• _Directions_
**A)** From the pipeline design problem below, list every way the nightly full reload of the orders table falls apart at 2 TB.
**B)** For each statement, say whether it agrees with the pipeline design problem below, and quote the words from the problem that decide it.
(i) About 5 million rows in the source change each day.
(ii) The nightly full reload keeps dashboards within minutes of the source.
(iii) The existing data that must be bulk-loaded comes to 2 TB.

# Two Sources of Truth

Canonical URL: <https://datadriven.io/problems/two-sources-of-truth>

Domain: Pipeline Design · Difficulty: medium · Seniority: mid

## Problem

A retail company is moving its on-prem orders database to a cloud warehouse, and analytics teams cannot lose access to current data during the months-long cutover. Design a pipeline that does the one-time bulk load of the existing 2 TB, keeps the warehouse within minutes of the live source as new orders land, and proves the two systems agree before anyone flips reporting over.

## Worked solution and explanation

### Why this problem exists in real interviews

Migration reads like 'copy the data once,' and that is the trap. The source is a moving target: 5 million rows change a day while a 2 TB dump runs for hours, so the snapshot is stale the moment it finishes. The real skill being probed is whether you split the load into a bulk backfill plus a change-capture stream, stitch them at a known log position, and refuse to cut over until the two systems are proven equal. Get the stitch wrong and you silently lose or double every order written during the load window, and nobody notices until finance reconciles the quarter.

The whiteboard answer is a nightly full reload of the orders table into the warehouse until the day you flip reporting. It works in the demo and falls apart at 2 TB: the reload takes longer than the night, dashboards trail by a full day, and on cutover day there is no evidence the warehouse actually matches the source. The fix is two paths sized for two jobs, reconciled before anyone trusts them.

• _Source data_
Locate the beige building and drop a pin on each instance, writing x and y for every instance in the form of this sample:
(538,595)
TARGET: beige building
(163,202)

• _Expected answers_
**A)**
- The reload takes longer than the night.
- Dashboards trail by a full day.
- On cutover day there is no evidence that the warehouse actually matches the source.

**B)**
(i) Yes: "5 million rows change a day"
(ii) No: "dashboards trail by a full day"
(iii) Yes: "the one-time bulk load of the existing 2 TB"